• _SHORT TASK 1_:
In the letter criticizing Ms. Nash's pay package, on what date was the Human Capital and Compensation Committee Charter adopted?
• _SHORT TASK 2_:
Continue the letter criticizing Ms. Nash's pay package from the point where it ends.

• _SOURCE_:
Ms. Nash’s outsized pay package is a red flag for shareholders and signals a massive governance failure. We are concerned that Ms. Nash, by virtue of the Windfall (and her excessive Board pay), is no longer "independent," according to the Company’s own policies. We refer the Board to the Human Capital and Compensation ("HCC") Committee Charter Adopted as of January 27, 2022.
Since the Company’s policies mandate that the Board "consider the impact of the compensation on the directors’ independence," we wonder how the Board came to formally decide that, despite Ms. Nash’s receipt of the Windfall, she can still be considered independent. We would be curious to know what amount of compensation (for only seven months of part-time service as interim CEO) would compromise independence: $20 million? $50 million? $100 million?
We believe this $18 million payout – or roughly $2.5 million per month for part-time service — is prima facie evidence that additional oversight is required on the Board when it comes to corporate governance, executive compensation, and shareholder rights.
We wonder how the Head of the Human Capital & Compensation Committee, Michael Morris, could have possibly justified such a payment, and how such a payment was inexplicably approved by the Board. Third Point plans to make a books and records request under Delaware law to assess the HCC Committee’s analysis that the Board surely relied on to justify such an astonishing payout to an incumbent Board Chair taking on the interim Chief Executive Officer role and how they determined her ongoing independent status. Please preserve all documents and records including email, and text messages relating to compensation decisions for Ms. Nash, so that they can be readily produced when our formal demand is made.

• _DATA BLOCK_:
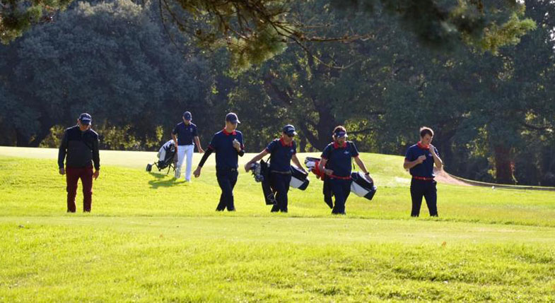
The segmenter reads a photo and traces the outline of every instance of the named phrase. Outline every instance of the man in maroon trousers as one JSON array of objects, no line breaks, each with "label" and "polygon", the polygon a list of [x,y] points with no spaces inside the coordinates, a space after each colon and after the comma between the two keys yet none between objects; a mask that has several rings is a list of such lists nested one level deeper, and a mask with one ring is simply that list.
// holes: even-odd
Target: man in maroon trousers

• _ANSWER 1_:
January 27, 2022

• _ANSWER 2_:
BBWI’s Travails Under This Board’s Leadership
BBWI was plainly ill-prepared for its separation from Victoria’s Secret in 2021. Making matters worse, the organization was caught flat-footed when its Chief Executive Officer departed in early 2022. The Board’s decision to then appoint an interim CEO who lacked relevant retail and consumer operations experience surely contributed to BBWI’s poor execution against a challenging backdrop in 2022. The rudderless strategy the interim CEO presided over resulted in a dramatic rebase of earnings over the course of the year, which is something the Company struggled to contextualize and justify to investors (perhaps because the Investor Relations function was outsourced to a third-party firm for most of the year). Notably, Ms. Nash's track record as interim Chief Executive Office (from May 12, 2022 to November 30, 2022) includes a total shareholder return of negative 11%, nearly 16% below the S&P over the same period.
In addition to botching succession planning and appointing Ms. Nash to a role she was ill-suited for, the Board’s poor oversight resulted in sloppy execution of the Company’s share repurchase program in the first part of the year. BBWI bought back $1.3 billion of stock at an average price of nearly $50 before multiple cuts in earnings guidance sent the stock as low as $25. The Company and its shareholders would have been better served if the Board had been more disciplined in its approach to repurchasing shares and instead allocated some of that "wasted" capital to needed business reinvestments.
Our Director Candidates and the Company’s Decision to Force an Election Contest
It is wishful thinking to believe that simply adding two new members can change the insouciant culture that led to so many value-destructive missteps by this Board. We are disappointed they would choose to fight – rather than work cooperatively with – a major shareholder that is committed to realizing BBWI’s significant long-term potential. However, we suspect the same Board that made the decision to appoint Ms. Nash as Executive Chair and interim CEO, and the same Board that awarded her such an outrageous compensation package, would rather see these decisions swept under the rug by moving around some of the furniture.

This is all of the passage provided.